— start of Page extract —
News from sub-project Deep Sieving

Batalov · 2013-09-06, 20:19

This one doesn't divide. Statistically speaking, additional O(p) primes are needed.

aketilander · 2013-09-06, 20:59

Quote:

Originally Posted by Batalov

This one doesn't divide. Statistically speaking, additional O(p) primes are needed.

"Also can be written as 507568*(2^1398269-1)+1"

Congratulations to the prime! Which is also first MMp factor prime on the list of top 5000! :-)

Batalov · 2013-09-06, 21:08

It certainly is not an MMp factor, though. (This has been checked.)

TimSorbet · 2013-09-06, 21:54

Quote:

Originally Posted by Batalov

It certainly is not an MMp factor, though. (This has been checked.)

Is there a more accurate term for such a find? An "MMp factor-candidate prime", perhaps?

aketilander · 2013-09-07, 05:07

Quote:

Originally Posted by Batalov

It certainly is not an MMp factor, though. (This has been checked.)

Oh I know, but I couldn't come up with a better term, I was thinking

MMp factorish prime
MMp factor class prime
MMp possible factor prime

etc.
— end of Page extract —
— start of Records —
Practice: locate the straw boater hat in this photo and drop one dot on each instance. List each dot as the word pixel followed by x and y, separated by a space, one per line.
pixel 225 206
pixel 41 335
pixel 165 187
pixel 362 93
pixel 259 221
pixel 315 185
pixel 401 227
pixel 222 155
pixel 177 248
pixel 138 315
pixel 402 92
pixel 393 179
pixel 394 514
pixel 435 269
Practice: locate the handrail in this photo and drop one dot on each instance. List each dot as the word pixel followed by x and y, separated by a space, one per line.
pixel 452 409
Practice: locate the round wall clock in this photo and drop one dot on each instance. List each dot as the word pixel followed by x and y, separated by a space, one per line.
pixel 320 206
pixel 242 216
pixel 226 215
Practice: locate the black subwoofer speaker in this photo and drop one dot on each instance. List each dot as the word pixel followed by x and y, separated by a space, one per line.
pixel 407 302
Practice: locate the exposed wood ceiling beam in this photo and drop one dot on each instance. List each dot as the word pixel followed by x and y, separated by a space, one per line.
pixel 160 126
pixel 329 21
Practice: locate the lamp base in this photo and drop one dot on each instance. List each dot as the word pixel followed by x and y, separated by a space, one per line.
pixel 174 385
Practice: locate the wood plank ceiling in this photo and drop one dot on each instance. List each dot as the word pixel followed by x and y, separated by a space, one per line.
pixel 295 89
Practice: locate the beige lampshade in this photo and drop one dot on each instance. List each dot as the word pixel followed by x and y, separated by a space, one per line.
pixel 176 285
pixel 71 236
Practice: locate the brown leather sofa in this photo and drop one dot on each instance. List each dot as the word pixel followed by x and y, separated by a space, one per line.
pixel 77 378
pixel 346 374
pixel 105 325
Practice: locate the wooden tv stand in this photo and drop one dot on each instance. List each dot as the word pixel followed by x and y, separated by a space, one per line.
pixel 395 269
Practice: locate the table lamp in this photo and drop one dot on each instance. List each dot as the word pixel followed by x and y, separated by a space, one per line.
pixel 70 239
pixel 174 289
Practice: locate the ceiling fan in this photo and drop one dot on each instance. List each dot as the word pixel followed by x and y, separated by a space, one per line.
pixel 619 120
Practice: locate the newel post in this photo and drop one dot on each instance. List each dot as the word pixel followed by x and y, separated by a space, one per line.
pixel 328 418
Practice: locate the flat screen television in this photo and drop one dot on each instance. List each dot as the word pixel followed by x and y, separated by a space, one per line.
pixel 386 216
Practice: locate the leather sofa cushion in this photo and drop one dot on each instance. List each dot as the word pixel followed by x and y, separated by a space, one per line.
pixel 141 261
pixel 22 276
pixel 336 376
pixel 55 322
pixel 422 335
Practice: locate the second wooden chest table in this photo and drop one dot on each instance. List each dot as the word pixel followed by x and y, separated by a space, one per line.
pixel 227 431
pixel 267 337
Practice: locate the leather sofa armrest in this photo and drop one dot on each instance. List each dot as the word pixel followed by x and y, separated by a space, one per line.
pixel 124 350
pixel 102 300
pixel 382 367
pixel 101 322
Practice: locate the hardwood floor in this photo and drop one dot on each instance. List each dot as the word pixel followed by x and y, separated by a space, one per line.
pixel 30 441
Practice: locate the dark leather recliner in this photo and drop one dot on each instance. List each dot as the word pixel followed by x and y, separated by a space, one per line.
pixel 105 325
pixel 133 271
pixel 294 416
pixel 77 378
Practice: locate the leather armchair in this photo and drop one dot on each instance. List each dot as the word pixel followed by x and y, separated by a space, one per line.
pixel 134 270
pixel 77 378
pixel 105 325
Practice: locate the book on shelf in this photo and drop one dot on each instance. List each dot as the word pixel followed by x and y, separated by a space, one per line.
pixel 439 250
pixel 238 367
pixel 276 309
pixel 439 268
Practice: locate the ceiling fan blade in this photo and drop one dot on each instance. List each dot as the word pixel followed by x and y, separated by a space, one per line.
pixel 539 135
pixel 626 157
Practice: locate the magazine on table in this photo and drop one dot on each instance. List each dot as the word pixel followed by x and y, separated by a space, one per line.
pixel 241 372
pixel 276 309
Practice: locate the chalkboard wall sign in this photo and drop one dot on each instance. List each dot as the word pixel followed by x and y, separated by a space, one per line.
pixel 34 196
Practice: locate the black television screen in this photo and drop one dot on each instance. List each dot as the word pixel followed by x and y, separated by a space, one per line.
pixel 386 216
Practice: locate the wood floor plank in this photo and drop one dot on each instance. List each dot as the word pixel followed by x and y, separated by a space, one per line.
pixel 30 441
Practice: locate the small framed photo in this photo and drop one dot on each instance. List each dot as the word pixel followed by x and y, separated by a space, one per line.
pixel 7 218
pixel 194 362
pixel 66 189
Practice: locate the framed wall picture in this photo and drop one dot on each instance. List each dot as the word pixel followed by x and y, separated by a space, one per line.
— end of Records —
◆ **Stated exercise 1**
From the Deep Sieving forum thread, reproduce word for word the part that opens with the words containing "aketilander · 2013-09-06, 20:59" and closes with "top 5000! :-)".
◆ **Stated exercise 2**
Answer these questions about the Deep Sieving forum thread:
(a) According to the quoted line, how else can the prime be written?
(b) Which term does TimSorbet propose for such a find?
(c) What three terms does aketilander list as alternatives?

◆ **Task output 1**
aketilander · 2013-09-06, 20:59

Quote:

Originally Posted by Batalov

This one doesn't divide. Statistically speaking, additional O(p) primes are needed.

"Also can be written as 507568*(2^1398269-1)+1"

Congratulations to the prime! Which is also first MMp factor prime on the list of top 5000! :-)

◆ **Task output 2**
(a) 507568*(2^1398269-1)+1
(b) An "MMp factor-candidate prime"
(c) MMp factorish prime, MMp factor class prime and MMp possible factor prime